* Passage provided *
[Start of section]

Leadership, assistance, and effectiveness
Dr. Florence Levy, whose mother was for many years Nursing Director of the hospital in Puerto Cabezas and who is an M.D. with special graduate training in public health in England, was appointed Coordinator of the Moravian health care program and became responsible for oversight of the clinic. Dr. Peter Haupert, who served as director of the Thaeler Hospital following the retirement of Dr. Thaeler, worked closely with Dr. Levy in organizing the program. Dr. Robert Bach and Partners in Health have also assisted Dr. Levy in many ways during the past few years.
Currently, the Bilwaskarma clinic serves about 10,000 people in ten communities in the planning, supervision and evaluation of preventative and curative care and in the promotion of healthy life styles.
Between 1997 and 1999 clinic personnel saw over 11,000 patients on an outpatient basis. During these same years 225 patients were admitted, 26 major surgeries were performed, and 58 women gave birth at the clinic.
Dr. Levy resigned as Coordinator of the Moravian health program in August 2000 due to her increasingly demanding responsibilities in public health on a national level with the Ministry of Public Health.
Bilwaskarma Then and Now
Something exciting is happening in this remote, disadvantaged corner of Nicaragua. As a result of an intensive ten-year program in community medicine, 10,000 Miskito Indians in ten villages surrounding the Bilwaskarma clinic have experienced a dramatic improvement in their health and well being.
What is Bilwaskarma? It is one of the Miskito villages on the banks of the Rio Coco, the largest river in Central America, separating Nicaragua and Honduras on the East Coast.
(Bilwaskarma in Red, Managua in Green)
Here’s the story in a nutshell. Bilwaskarma was selected by Moravian mission DoctorDavid Thaeler to begin his medical work in 1935, establishing the Thaeler Memorial Hospital, for a long time the only source of surgical care in the region. Among the accomplishments of Dr. and Mrs. Thaeler R.N. was the establishment of Nicaragua’s first nursing school.
The Thaelers served into the ‘60’s, followed by Drs. John Gilliland and then Sam Marx.
Pete and Joan Haupert followed in their footsteps and carried on the work from ’68-’74.
Tragically the hospital got caught in the crossfire of the Contra War and was destroyed in the early ‘80’s.

[End of section]

* Given data *
[Start of section]

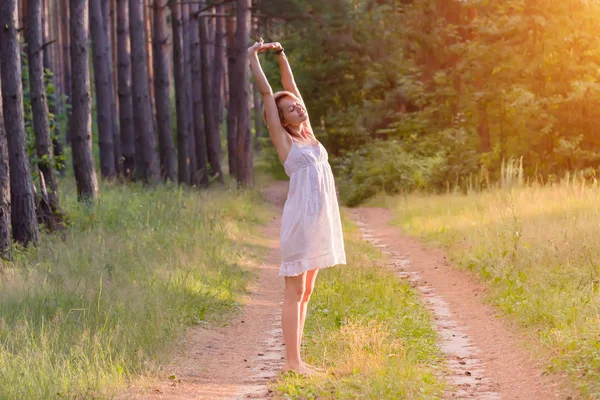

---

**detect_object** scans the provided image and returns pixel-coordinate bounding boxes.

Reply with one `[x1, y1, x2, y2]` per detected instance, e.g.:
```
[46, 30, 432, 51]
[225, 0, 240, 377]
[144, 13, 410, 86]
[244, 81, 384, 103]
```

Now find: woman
[248, 38, 346, 374]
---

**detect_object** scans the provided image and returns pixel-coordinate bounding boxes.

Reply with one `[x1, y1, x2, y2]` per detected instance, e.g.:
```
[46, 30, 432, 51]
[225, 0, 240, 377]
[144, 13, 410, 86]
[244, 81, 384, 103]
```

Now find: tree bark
[154, 0, 177, 182]
[61, 0, 73, 143]
[70, 0, 98, 202]
[0, 80, 10, 258]
[252, 79, 264, 150]
[42, 0, 65, 175]
[227, 10, 237, 179]
[190, 4, 212, 186]
[212, 4, 226, 134]
[0, 0, 39, 245]
[90, 0, 117, 179]
[129, 0, 160, 184]
[101, 0, 123, 175]
[117, 0, 136, 179]
[27, 0, 61, 223]
[171, 3, 190, 184]
[196, 4, 225, 183]
[236, 0, 253, 187]
[181, 4, 198, 185]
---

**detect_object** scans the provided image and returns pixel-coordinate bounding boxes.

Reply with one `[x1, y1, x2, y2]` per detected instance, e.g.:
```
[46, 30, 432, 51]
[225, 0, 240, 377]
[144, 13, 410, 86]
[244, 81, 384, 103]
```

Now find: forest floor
[119, 182, 577, 400]
[353, 208, 576, 400]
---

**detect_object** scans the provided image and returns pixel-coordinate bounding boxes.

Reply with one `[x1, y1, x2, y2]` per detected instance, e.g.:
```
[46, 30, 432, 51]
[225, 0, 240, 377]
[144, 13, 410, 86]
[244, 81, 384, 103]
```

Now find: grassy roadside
[0, 182, 267, 399]
[385, 183, 600, 398]
[273, 209, 443, 399]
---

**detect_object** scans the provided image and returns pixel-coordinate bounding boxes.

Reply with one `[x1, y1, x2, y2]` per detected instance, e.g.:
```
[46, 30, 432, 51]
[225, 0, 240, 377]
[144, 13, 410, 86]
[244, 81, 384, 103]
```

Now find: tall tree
[89, 0, 117, 179]
[153, 0, 177, 182]
[129, 0, 160, 183]
[196, 5, 225, 182]
[0, 0, 39, 244]
[226, 8, 237, 179]
[171, 2, 193, 184]
[195, 4, 212, 186]
[69, 0, 98, 201]
[101, 0, 123, 174]
[212, 4, 227, 130]
[236, 0, 253, 187]
[117, 0, 136, 179]
[61, 0, 72, 143]
[181, 4, 198, 185]
[42, 0, 65, 174]
[27, 0, 60, 222]
[0, 80, 10, 257]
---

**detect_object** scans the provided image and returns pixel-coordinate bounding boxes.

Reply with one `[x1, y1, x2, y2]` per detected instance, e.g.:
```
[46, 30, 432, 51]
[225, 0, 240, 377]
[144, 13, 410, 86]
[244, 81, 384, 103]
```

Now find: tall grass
[274, 211, 443, 399]
[386, 180, 600, 398]
[0, 182, 265, 399]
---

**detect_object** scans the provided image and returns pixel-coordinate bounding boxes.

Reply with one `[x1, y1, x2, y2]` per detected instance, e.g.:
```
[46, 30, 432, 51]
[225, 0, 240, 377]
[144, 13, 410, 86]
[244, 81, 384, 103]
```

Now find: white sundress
[279, 140, 346, 276]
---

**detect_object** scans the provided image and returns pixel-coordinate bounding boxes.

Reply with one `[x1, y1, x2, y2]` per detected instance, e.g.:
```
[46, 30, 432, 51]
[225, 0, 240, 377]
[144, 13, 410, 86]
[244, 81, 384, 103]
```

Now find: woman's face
[279, 96, 308, 125]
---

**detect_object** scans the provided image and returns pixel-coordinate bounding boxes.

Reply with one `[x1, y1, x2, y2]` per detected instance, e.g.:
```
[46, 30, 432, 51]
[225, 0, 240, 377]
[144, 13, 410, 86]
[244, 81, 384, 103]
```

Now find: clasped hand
[248, 38, 282, 54]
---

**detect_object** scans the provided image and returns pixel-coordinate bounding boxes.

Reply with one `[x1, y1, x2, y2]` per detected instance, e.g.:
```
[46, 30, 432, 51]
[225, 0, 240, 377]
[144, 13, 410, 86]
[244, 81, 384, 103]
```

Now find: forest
[0, 0, 600, 399]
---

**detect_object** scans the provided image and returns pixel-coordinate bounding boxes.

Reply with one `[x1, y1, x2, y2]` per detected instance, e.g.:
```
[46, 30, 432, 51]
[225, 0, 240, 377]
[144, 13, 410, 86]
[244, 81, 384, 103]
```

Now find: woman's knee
[302, 286, 313, 302]
[284, 278, 306, 302]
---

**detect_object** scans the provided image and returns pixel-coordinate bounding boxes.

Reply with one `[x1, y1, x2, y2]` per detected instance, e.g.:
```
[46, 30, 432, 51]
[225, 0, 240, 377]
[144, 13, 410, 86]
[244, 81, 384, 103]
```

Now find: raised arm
[248, 38, 292, 161]
[272, 42, 312, 132]
[276, 47, 304, 103]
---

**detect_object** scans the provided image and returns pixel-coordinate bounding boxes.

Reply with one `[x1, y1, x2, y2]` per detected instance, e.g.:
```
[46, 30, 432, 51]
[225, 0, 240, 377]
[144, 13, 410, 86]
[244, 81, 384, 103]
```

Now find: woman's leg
[298, 269, 319, 348]
[281, 273, 306, 372]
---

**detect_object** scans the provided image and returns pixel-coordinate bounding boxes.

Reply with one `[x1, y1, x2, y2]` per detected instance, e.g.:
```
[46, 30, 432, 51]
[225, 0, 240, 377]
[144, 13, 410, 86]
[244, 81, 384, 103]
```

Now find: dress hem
[279, 253, 346, 276]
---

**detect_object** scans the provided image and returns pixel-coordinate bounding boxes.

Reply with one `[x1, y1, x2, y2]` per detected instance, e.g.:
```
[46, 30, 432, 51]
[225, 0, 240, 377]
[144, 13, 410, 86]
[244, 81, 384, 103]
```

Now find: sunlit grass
[274, 211, 443, 399]
[386, 182, 600, 398]
[0, 181, 266, 399]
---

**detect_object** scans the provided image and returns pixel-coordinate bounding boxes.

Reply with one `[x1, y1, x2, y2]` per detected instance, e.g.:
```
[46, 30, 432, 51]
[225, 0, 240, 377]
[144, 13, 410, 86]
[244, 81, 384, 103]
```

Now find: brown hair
[263, 90, 306, 136]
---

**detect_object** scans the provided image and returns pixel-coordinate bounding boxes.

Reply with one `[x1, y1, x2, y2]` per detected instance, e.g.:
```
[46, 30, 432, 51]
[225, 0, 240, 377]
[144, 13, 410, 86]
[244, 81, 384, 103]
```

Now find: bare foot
[281, 362, 312, 375]
[304, 363, 325, 373]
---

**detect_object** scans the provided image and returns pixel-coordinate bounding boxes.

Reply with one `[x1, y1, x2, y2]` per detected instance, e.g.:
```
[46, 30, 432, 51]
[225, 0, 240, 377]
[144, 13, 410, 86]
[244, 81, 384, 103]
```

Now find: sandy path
[119, 182, 287, 399]
[352, 208, 576, 400]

[End of section]

* Directions for this task *
Pick up the account of Bilwaskarma's hospital and clinic after its final sentence and carry it forward.

* Answer area *
From then until the mid-nineties it remained a silent ruin.
(A Remnant, with the Bilwaskarma Moravian Church in the Background)
In 1996, the people of Bilwaskarma issued a startling invitation to come see the new 12-room Clinic they had constructed, and help them re-establish it as a source of medical care. And that’s what happened. The Clinic program was staffed completely by local Nicaraguan professionals, and supported financially and guided by an international team. Something was missing though, and that’s where the Outreach Program comes in. Here was the problem. Although Bilwaskarma was the source of care for all who could get there over the previous seventy-five years, the situation in the villages was unaffected, and until 2000 the child mortality stayed fixed at a horrific 1:3 deaths before the age of 5. The Outreach Program was instituted in about 2000, and continues today to provide a comprehensive, intensive program of education, promotion, village leadership organization, and statistical analysis. Monthly, a team from the Clinic visits each of the 10 villages and helps the villagers carry out endeavors that they chose themselves as their “felt-need” priorities.
And guess what—it’s working, statistically documented, and dramatically. That tragic child mortality figure mentioned earlier had been relegated to history. For example, in 2010, the preventable infant mortality was zero for the entire 10-village population. So, the program is truly making a difference.
Bilwaskarma Kids – That’s What It Is All About!